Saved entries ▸
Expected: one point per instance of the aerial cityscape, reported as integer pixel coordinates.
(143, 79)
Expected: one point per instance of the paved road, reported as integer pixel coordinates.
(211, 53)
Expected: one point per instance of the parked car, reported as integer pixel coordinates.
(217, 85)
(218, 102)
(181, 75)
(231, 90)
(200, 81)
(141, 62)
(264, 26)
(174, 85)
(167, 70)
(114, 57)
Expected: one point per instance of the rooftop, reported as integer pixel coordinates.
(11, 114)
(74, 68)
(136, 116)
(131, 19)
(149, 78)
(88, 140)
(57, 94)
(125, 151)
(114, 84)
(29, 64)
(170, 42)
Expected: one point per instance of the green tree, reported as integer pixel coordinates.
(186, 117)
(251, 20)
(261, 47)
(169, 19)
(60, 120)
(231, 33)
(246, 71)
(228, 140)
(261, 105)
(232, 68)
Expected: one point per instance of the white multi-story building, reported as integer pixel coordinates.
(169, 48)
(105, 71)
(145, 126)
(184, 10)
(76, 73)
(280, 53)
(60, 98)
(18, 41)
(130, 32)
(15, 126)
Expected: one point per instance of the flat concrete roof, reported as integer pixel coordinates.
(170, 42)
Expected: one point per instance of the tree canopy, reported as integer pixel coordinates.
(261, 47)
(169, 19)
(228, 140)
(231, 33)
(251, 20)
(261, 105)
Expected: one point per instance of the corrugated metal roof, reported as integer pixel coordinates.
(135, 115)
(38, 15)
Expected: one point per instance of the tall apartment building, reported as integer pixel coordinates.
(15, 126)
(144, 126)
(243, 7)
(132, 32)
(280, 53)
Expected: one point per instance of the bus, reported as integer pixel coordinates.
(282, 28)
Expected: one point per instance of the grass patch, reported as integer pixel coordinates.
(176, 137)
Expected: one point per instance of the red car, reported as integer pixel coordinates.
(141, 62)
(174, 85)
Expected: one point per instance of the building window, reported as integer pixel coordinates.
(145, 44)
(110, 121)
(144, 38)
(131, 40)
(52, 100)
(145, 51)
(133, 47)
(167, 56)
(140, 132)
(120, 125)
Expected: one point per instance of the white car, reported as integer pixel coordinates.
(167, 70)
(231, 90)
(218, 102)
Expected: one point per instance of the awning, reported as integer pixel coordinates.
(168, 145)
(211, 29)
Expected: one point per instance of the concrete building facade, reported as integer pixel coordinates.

What you should do ▸
The records above must be output exactly, in full.

Finished exercise ▸
Expected: one point per instance of the aerial cityscape, reported as integer pixel coordinates.
(143, 79)
Expected: one point per instance of the paved road, reported as integer pixel coordinates.
(211, 53)
Expected: one point per instance of the parked car, reported as integer pixel coordinates.
(217, 85)
(218, 102)
(181, 75)
(231, 90)
(200, 81)
(141, 62)
(264, 26)
(174, 85)
(167, 70)
(114, 57)
Expected: one point per instance of the rooftop, reported as integer pixel coordinates.
(11, 114)
(74, 68)
(136, 116)
(131, 19)
(149, 78)
(88, 140)
(57, 94)
(125, 151)
(114, 84)
(29, 64)
(170, 42)
Expected: one point per instance of the green tree, reported as integer pixel coordinates.
(186, 117)
(251, 20)
(261, 47)
(169, 19)
(60, 120)
(231, 33)
(246, 71)
(228, 140)
(261, 105)
(232, 68)
Expected: one point per instance of the white multi-story building, reported as integer pixel coordinates.
(169, 48)
(105, 71)
(145, 126)
(184, 10)
(76, 73)
(280, 53)
(60, 98)
(18, 41)
(130, 32)
(15, 126)
Expected: one point per instance of the flat concrete roof, reported as integer pixel coordinates.
(170, 42)
Expected: one point per instance of the tree canopy, reported as integer pixel coordinates.
(261, 47)
(169, 19)
(228, 140)
(231, 33)
(251, 20)
(261, 105)
Expected: one point per instance of the corrugated metal roof, reported as integer pixel coordinates.
(135, 115)
(38, 15)
Expected: one point per instance of the tall apartment building, reported as integer pixel coordinates.
(15, 126)
(144, 126)
(243, 7)
(132, 32)
(280, 53)
Expected: one point per instance of the bus, reported as integer pixel coordinates.
(282, 28)
Expected: one point per instance of the grass patch, reported as integer pixel coordinates.
(176, 137)
Expected: one point per instance of the red car, reported as integer pixel coordinates.
(141, 62)
(174, 85)
Expected: one point per instance of the building window, reported as integer pixel coordinates.
(145, 44)
(110, 121)
(144, 38)
(131, 40)
(52, 100)
(145, 51)
(133, 47)
(167, 56)
(140, 132)
(120, 125)
Expected: one point per instance of the white car, reported as integer pixel coordinates.
(167, 70)
(231, 90)
(218, 102)
Expected: one point per instance of the awning, reported as integer pixel coordinates.
(168, 145)
(211, 29)
Expected: one point per instance of the concrete building facade, reported as integer pixel coordinates.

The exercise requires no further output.